→ Given task: Swap "dot" for "marker" in the data below and keep every other line unchanged. Omit the pictures from your answer.

(Point annotations for photos)
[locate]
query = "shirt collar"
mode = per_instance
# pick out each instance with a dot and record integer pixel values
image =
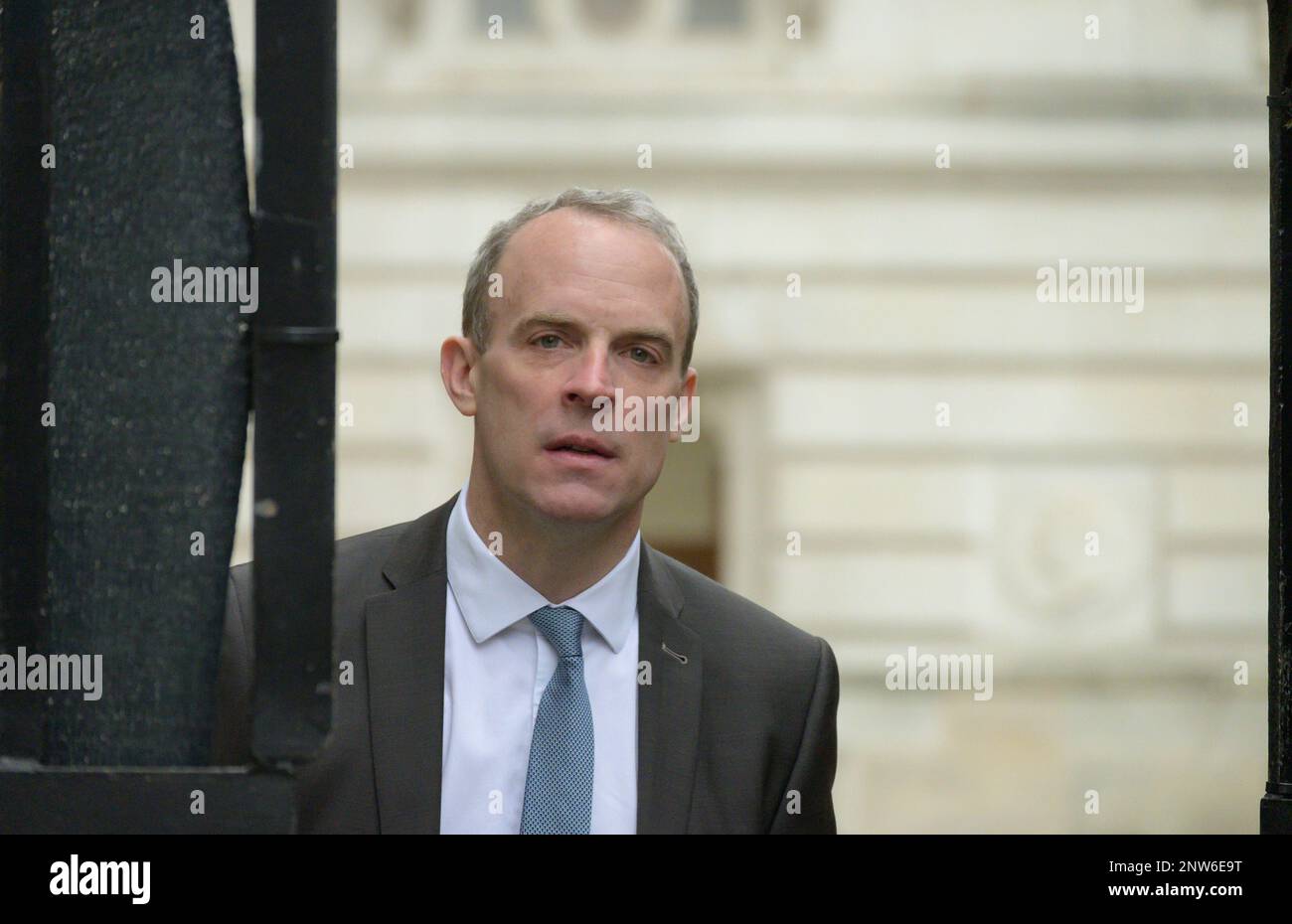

→ Solution to this exercise:
[locate]
query = "shirt collar"
mode = per_instance
# pick out each instance with a marker and record integer pixel values
image =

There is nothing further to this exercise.